--- Data excerpts Enclosed Below ---
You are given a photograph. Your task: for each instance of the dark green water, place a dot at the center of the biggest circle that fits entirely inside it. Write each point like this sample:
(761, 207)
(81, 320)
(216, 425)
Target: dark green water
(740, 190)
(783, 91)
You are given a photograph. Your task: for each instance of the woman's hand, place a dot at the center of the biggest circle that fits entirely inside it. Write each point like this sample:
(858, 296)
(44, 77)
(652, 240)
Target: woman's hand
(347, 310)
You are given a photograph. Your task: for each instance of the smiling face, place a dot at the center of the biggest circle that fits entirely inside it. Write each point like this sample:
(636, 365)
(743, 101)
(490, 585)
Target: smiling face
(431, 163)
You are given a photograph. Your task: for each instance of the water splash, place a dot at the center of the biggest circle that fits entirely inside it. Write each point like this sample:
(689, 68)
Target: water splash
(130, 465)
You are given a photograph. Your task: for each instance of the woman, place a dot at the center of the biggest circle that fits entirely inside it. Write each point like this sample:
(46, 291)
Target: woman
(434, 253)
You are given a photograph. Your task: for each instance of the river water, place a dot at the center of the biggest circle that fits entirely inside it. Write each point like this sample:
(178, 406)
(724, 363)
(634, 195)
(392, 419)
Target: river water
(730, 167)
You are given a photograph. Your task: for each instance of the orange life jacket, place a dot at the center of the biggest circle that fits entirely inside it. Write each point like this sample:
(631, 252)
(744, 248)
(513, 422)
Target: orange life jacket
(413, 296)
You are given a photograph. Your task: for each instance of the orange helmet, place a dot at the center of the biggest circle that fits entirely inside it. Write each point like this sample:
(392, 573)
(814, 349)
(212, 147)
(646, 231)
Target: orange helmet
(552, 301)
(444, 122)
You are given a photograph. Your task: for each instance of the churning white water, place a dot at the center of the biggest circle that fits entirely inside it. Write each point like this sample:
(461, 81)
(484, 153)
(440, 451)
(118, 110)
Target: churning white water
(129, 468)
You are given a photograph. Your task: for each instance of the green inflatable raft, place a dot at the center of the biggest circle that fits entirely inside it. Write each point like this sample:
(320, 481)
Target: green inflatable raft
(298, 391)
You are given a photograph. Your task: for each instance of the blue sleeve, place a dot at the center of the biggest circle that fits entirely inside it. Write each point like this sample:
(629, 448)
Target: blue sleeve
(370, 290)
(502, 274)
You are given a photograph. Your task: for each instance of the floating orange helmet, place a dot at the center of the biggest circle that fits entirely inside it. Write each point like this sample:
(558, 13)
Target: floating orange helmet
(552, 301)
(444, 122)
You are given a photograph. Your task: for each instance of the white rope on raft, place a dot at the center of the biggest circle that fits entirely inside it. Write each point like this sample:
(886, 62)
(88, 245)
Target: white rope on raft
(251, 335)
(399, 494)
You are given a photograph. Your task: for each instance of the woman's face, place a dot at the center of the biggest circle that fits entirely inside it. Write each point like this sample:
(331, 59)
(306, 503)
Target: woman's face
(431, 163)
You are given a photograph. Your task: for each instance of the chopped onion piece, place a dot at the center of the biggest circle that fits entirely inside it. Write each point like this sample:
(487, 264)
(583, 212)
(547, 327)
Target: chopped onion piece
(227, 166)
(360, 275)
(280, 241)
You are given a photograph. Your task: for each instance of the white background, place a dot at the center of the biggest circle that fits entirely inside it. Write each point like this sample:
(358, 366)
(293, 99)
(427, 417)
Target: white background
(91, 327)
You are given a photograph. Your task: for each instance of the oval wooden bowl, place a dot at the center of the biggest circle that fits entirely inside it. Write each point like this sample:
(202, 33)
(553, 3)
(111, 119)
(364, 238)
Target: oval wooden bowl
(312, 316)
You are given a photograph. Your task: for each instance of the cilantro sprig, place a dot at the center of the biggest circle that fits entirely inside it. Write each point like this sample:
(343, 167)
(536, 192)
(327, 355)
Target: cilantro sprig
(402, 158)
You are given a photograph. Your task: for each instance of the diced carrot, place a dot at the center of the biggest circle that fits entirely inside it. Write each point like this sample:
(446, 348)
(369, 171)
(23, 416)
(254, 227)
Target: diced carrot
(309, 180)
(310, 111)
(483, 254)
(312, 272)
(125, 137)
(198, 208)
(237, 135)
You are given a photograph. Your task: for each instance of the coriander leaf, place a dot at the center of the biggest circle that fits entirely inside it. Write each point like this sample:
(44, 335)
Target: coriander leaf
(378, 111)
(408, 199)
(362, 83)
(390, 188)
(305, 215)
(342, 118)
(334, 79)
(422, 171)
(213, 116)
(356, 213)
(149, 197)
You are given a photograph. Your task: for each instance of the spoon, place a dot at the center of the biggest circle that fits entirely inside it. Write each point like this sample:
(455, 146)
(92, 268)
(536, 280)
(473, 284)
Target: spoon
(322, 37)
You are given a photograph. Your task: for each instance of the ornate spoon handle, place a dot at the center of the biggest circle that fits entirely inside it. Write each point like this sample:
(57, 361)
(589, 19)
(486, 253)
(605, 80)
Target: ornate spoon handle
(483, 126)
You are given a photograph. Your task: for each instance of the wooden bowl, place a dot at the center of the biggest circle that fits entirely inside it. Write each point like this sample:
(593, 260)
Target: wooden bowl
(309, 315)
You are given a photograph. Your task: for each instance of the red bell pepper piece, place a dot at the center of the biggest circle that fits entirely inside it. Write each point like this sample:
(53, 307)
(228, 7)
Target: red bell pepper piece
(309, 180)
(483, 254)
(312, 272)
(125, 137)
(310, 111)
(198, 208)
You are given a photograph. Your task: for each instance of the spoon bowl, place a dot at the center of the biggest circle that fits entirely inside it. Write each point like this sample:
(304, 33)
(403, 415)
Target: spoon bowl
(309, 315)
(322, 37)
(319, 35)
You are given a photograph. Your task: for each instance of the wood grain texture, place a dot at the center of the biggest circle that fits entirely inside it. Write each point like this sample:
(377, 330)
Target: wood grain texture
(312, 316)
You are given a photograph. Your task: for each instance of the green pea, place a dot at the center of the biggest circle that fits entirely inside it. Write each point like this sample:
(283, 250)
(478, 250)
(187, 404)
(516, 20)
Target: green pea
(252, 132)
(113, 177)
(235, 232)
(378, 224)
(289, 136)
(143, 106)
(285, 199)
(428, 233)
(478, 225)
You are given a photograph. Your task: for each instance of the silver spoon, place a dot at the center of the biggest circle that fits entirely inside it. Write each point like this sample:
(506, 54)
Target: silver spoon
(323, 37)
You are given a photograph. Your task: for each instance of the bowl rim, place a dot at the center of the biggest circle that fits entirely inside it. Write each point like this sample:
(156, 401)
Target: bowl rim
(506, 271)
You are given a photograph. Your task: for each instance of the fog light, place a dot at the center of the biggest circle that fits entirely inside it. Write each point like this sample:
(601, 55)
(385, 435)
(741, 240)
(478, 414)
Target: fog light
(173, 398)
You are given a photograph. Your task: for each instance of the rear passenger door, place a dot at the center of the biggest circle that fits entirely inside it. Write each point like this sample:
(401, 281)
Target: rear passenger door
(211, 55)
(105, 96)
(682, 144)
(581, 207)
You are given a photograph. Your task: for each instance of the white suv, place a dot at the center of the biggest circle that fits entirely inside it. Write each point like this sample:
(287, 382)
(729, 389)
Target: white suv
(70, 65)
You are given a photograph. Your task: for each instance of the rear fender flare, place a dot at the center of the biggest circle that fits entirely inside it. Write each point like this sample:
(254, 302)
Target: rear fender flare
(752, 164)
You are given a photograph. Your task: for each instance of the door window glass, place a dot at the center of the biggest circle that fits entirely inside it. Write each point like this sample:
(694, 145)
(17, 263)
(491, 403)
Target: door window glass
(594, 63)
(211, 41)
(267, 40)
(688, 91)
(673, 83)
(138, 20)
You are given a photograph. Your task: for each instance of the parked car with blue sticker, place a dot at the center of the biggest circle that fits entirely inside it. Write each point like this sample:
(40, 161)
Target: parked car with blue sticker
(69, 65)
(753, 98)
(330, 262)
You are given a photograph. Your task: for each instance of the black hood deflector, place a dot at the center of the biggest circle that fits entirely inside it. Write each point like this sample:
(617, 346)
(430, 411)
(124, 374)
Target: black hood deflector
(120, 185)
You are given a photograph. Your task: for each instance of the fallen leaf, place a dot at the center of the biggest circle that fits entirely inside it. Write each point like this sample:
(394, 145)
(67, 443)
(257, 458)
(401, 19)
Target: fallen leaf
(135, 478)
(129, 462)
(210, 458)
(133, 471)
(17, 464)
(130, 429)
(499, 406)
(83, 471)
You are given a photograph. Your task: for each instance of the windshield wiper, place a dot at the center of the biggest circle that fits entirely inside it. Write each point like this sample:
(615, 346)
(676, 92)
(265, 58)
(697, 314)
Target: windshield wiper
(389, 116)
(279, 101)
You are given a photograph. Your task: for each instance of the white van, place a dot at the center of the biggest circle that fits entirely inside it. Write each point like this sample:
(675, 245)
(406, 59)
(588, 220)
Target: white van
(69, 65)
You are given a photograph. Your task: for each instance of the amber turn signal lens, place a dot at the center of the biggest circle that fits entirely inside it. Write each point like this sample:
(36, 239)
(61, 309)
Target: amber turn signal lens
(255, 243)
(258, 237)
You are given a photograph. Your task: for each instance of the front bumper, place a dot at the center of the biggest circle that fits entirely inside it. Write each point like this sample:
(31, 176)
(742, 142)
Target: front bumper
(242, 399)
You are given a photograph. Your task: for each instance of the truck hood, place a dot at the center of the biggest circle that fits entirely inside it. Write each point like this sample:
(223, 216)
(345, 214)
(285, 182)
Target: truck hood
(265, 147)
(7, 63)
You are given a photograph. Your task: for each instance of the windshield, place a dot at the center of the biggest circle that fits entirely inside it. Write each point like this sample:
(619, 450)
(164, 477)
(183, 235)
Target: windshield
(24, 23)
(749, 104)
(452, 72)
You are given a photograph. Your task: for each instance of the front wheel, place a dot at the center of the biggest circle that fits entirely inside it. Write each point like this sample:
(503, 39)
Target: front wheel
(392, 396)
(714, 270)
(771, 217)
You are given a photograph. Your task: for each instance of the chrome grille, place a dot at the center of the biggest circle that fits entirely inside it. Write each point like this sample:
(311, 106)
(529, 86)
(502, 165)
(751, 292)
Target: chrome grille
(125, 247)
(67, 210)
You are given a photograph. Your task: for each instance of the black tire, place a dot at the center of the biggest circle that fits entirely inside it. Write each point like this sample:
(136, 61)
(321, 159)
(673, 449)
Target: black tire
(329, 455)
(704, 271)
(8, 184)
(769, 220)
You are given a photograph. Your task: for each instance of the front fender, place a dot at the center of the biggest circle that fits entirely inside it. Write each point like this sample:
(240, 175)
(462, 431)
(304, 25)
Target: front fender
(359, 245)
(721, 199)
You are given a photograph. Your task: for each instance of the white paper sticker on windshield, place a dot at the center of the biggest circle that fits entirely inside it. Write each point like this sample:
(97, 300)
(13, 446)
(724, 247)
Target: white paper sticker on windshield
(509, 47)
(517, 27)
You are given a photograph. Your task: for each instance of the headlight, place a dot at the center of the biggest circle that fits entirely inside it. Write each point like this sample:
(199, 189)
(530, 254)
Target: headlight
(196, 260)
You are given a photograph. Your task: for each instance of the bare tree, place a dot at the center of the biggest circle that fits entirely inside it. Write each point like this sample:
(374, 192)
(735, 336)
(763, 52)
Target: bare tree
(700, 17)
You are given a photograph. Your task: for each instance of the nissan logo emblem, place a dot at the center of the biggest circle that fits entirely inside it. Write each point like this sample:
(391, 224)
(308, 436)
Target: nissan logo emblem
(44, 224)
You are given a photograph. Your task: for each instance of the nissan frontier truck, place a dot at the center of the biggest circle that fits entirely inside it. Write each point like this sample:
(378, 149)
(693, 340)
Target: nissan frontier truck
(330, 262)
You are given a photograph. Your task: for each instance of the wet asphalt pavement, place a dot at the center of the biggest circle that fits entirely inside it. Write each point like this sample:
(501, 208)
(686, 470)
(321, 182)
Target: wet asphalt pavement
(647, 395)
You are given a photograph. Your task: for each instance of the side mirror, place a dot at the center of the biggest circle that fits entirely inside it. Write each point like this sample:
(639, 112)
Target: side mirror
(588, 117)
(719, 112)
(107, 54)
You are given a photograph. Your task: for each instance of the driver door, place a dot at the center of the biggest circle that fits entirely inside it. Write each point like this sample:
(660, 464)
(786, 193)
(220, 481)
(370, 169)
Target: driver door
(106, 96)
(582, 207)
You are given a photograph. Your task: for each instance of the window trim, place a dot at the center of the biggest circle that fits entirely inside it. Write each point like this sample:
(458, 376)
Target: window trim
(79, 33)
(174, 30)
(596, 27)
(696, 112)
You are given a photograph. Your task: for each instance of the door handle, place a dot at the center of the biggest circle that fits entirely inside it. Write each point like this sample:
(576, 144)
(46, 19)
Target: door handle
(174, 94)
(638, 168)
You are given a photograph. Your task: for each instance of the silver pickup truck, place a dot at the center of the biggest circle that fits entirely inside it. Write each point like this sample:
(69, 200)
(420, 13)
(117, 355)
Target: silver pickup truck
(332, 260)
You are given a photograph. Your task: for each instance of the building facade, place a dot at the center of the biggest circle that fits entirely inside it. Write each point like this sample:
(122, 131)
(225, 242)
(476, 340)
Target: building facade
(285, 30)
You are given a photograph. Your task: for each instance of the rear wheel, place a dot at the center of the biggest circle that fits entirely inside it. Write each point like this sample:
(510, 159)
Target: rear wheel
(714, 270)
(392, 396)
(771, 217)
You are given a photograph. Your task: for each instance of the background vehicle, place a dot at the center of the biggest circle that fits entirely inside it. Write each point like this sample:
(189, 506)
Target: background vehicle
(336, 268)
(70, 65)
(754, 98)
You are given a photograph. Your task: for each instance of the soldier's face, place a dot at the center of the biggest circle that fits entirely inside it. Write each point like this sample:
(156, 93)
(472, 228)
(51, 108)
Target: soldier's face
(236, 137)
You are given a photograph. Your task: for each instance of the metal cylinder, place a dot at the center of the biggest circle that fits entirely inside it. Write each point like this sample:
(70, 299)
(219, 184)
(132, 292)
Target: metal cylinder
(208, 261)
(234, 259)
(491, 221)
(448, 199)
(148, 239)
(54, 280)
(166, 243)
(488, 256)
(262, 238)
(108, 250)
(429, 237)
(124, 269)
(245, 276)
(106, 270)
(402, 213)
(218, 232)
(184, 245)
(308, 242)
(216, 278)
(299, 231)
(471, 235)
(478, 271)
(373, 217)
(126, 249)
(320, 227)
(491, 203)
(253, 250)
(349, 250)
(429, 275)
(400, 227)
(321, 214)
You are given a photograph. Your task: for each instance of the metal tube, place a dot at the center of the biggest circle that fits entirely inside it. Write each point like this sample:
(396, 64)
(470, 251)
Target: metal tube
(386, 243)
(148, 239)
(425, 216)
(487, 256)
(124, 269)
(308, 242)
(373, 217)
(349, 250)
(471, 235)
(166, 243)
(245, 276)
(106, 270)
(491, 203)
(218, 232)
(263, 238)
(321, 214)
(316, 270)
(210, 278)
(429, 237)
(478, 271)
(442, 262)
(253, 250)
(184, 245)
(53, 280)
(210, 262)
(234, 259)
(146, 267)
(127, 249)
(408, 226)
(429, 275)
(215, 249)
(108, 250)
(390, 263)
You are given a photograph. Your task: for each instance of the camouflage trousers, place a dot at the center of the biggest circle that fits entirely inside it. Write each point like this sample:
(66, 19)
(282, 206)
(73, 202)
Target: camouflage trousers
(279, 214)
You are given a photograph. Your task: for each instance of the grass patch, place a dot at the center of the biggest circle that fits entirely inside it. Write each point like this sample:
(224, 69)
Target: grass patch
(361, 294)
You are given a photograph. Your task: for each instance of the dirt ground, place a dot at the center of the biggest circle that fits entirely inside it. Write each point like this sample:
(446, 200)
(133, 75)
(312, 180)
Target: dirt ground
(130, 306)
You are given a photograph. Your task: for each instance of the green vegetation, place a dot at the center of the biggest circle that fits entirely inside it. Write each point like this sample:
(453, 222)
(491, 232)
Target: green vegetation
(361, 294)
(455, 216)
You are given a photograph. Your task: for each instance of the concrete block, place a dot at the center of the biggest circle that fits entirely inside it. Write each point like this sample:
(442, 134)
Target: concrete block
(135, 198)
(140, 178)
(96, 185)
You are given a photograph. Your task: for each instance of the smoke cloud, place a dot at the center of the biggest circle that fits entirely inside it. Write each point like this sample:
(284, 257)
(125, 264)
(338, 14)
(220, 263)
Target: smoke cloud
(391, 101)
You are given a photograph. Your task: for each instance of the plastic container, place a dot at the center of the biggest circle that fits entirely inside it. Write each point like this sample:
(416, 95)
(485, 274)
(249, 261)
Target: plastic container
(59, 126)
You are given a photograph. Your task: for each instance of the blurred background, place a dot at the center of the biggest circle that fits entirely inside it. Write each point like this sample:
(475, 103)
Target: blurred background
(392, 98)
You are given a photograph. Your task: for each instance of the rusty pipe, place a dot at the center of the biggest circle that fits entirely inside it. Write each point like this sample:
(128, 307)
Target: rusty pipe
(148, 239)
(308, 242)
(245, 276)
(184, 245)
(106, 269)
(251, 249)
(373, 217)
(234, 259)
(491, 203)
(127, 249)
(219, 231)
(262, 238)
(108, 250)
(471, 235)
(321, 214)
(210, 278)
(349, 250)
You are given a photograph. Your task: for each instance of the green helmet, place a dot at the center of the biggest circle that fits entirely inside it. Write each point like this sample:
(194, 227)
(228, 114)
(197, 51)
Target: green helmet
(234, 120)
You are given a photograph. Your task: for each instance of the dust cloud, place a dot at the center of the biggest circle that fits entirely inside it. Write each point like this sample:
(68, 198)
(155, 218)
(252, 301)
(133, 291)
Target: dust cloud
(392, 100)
--- End of Enclosed Data excerpts ---
Each line from the start of the records through the line holding "of the water" must be returned exactly; nothing else belongs in the answer.

Task response —
You are given a photograph. Your task: for each instance of the dark green water, place a dot at the center of the biggest circle that fits entirely inside it. Write each point like this sample:
(761, 207)
(81, 320)
(216, 425)
Target: dark green water
(740, 190)
(783, 91)
You are given a photograph. Your task: for each instance of the woman's hand, place a dot at the center of the biggest circle that fits entirely inside it. Write each point like this sample:
(858, 296)
(44, 77)
(652, 240)
Target: woman's hand
(347, 310)
You are given a photograph. Your task: for each instance of the smiling face, place a dot at the center of the biggest circle that fits entirely inside it. Write each point like this sample:
(636, 365)
(743, 101)
(490, 585)
Target: smiling face
(431, 163)
You are given a photograph. Your task: for each instance of the water splash, place a dot at the center of the biggest circle that fits entirely inside it. Write each point like this sample:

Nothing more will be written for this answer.